● **WHAT THE TASK ASKS**
Every record should be copied exactly, except that pictures are to be omitted.

======

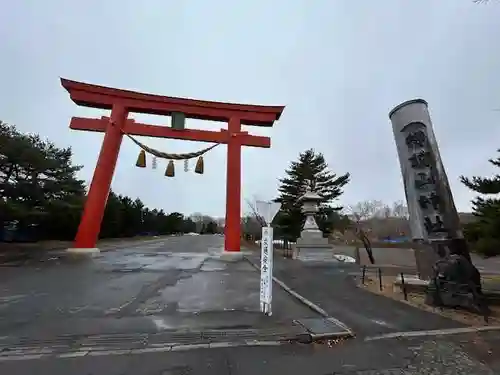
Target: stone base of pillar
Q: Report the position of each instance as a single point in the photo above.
(90, 252)
(231, 256)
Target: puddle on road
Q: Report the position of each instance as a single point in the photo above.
(213, 291)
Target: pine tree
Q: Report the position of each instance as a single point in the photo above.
(484, 233)
(310, 170)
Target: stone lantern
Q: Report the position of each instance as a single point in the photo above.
(311, 237)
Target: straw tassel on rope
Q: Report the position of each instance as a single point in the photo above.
(199, 166)
(141, 159)
(170, 171)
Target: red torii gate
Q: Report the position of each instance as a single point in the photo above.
(123, 102)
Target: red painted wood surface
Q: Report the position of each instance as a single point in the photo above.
(122, 102)
(95, 96)
(133, 128)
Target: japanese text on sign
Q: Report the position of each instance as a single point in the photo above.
(266, 265)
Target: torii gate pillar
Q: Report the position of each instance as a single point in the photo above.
(123, 102)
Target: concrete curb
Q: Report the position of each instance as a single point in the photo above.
(348, 332)
(435, 332)
(46, 353)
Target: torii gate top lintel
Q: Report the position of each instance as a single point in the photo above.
(122, 102)
(96, 96)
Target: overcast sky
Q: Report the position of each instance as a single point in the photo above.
(339, 66)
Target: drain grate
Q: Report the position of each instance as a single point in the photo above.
(70, 343)
(323, 327)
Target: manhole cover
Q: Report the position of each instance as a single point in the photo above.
(322, 326)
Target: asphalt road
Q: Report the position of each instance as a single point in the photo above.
(170, 284)
(178, 284)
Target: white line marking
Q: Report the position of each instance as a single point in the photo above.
(435, 332)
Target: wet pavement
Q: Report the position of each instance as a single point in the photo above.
(412, 356)
(159, 290)
(171, 284)
(331, 285)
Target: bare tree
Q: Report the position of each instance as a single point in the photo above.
(359, 213)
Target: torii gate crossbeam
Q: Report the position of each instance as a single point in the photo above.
(123, 102)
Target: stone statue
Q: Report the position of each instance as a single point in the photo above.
(456, 283)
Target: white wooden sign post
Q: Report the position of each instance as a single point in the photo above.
(267, 210)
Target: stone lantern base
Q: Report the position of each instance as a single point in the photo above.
(311, 241)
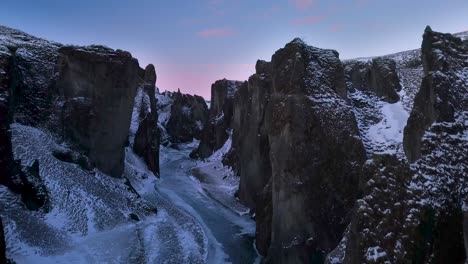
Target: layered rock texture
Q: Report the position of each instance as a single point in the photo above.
(98, 87)
(415, 213)
(189, 114)
(303, 127)
(215, 133)
(378, 75)
(315, 153)
(146, 139)
(65, 114)
(182, 117)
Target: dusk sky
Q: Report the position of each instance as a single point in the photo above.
(194, 43)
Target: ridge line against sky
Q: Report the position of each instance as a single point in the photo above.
(194, 43)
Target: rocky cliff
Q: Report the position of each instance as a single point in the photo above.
(315, 153)
(146, 137)
(188, 117)
(416, 213)
(64, 127)
(442, 97)
(98, 87)
(215, 133)
(302, 129)
(378, 75)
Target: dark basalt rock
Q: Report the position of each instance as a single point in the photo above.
(249, 155)
(442, 90)
(315, 153)
(6, 156)
(379, 76)
(84, 95)
(25, 181)
(69, 156)
(147, 137)
(189, 114)
(98, 86)
(390, 225)
(3, 258)
(215, 133)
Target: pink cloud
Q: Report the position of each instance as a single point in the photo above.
(197, 78)
(307, 20)
(215, 32)
(361, 3)
(301, 4)
(336, 27)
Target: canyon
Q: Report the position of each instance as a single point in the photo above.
(313, 159)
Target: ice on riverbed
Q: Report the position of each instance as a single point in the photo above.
(89, 220)
(389, 131)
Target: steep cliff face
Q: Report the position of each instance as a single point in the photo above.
(215, 133)
(250, 152)
(415, 213)
(188, 116)
(2, 244)
(98, 86)
(442, 97)
(6, 158)
(315, 153)
(145, 135)
(436, 142)
(379, 76)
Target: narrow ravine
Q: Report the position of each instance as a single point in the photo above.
(228, 237)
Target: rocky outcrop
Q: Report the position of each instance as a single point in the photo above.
(315, 153)
(3, 258)
(443, 89)
(416, 213)
(26, 181)
(250, 152)
(215, 133)
(147, 137)
(98, 86)
(188, 116)
(378, 76)
(6, 158)
(84, 95)
(250, 137)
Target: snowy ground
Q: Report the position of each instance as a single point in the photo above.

======

● **RESPONSE**
Target: stone base of pillar
Q: Report the position of each instance as a single point in the photo above.
(90, 252)
(231, 256)
Target: puddle on road
Q: Report the position of each instance as a single point in the photo above.
(213, 291)
Target: pine tree
Q: Report the position of each instance as a single point in the photo above.
(484, 233)
(310, 170)
Target: stone lantern
Q: Report the position of each instance as a single point in the photo above.
(311, 237)
Target: straw tassel on rope
Q: Report the position of each instance as a single point in the photo above.
(199, 166)
(141, 159)
(170, 171)
Target: red torii gate
Q: Report the position of each instance as a single point in the photo above.
(123, 102)
Target: red painted wood surface
Q: Report the position of each instance as a single point in the photo above.
(122, 102)
(95, 96)
(133, 128)
Target: japanese text on sign
Q: Report the position of each instance as a single point in the photo above.
(266, 265)
Target: torii gate pillar
Q: Report the position of each instance as a single point in the photo above.
(123, 102)
Target: concrete curb
Q: Report the position of each instance as a single point in the photo above.
(348, 332)
(435, 332)
(46, 353)
Target: torii gate top lintel
Q: Report the position of each instance as a single point in the photo above.
(122, 102)
(96, 96)
Target: overcast sky
Q: Report the position of each instance as a single point in the photo above.
(339, 66)
Target: drain grate
Q: Report the position of each instance as a single point in the photo above.
(70, 343)
(323, 327)
Target: manhole cover
Q: Report the position of each instance as a single point in the photo above.
(322, 326)
Target: asphalt road
Q: Report the position of each instance as a single point in the photo above.
(170, 284)
(178, 284)
Target: white line marking
Q: Report the position of each instance as a single point in the photo above.
(435, 332)
Target: wet pavement
Q: Report the position of each instance as a single point in the photo above.
(412, 356)
(159, 290)
(171, 284)
(331, 285)
Target: bare tree
Q: Report the position of each instance as a single point in the photo above.
(359, 213)
Target: torii gate crossbeam
Q: Report the position of each instance as a single point in the photo above.
(123, 102)
Target: stone statue
Q: Report the position of each instance as a single point in the photo above.
(456, 283)
Target: white wooden sign post
Q: Report the position of each instance as a single point in the photo above.
(267, 210)
Target: stone lantern base
Q: Report the position of each instance as a single point in the photo above.
(311, 241)
Target: layered rock texture
Q: Report the position of each instance as a single point in the photo above.
(98, 87)
(415, 213)
(189, 114)
(303, 127)
(215, 133)
(378, 75)
(315, 153)
(146, 139)
(65, 114)
(182, 117)
Target: dusk sky
Q: Report the position of each instance as a single point in the photo above.
(194, 43)
Target: ridge line against sky
Q: Report the position of each instance as a single point in the photo above.
(194, 43)
Target: rocky cliff
Q: Report the position of each instance as a single point in the photo above.
(315, 153)
(146, 137)
(188, 117)
(416, 213)
(64, 127)
(442, 97)
(98, 87)
(215, 133)
(302, 129)
(378, 75)
Target: dark basalt rock
Q: Report the position of each instance as a single point in the photo above.
(249, 155)
(442, 90)
(315, 153)
(6, 156)
(379, 76)
(84, 95)
(25, 181)
(69, 156)
(147, 137)
(189, 114)
(98, 86)
(390, 225)
(3, 258)
(215, 133)
Target: pink cloud
Q: Report the position of each instance as a single point in the photo above.
(197, 78)
(307, 20)
(215, 32)
(361, 3)
(301, 4)
(336, 27)
Target: canyon
Q: Report the position of each instance as a single point in the photo above.
(313, 159)
Target: ice on riverbed
Q: Report the position of each instance as a single point in the photo above.
(89, 220)
(389, 131)
Target: steep cliff face
Q: Report the position of each instance as a single point in the photo above.
(215, 133)
(250, 152)
(415, 213)
(188, 116)
(2, 244)
(98, 86)
(442, 97)
(6, 158)
(315, 153)
(145, 135)
(436, 142)
(379, 76)
Target: narrow ravine
Q: Report the position of each instance as a single point in the photo above.
(228, 237)
Target: rocky outcrop
Q: Report the position of each instance as a single point in the photo above.
(315, 153)
(3, 258)
(443, 89)
(416, 213)
(26, 181)
(250, 152)
(215, 133)
(147, 137)
(98, 86)
(188, 116)
(378, 76)
(6, 158)
(84, 95)
(250, 137)
Target: snowy ground
Q: Report the position of each instance as a single point in the photo above.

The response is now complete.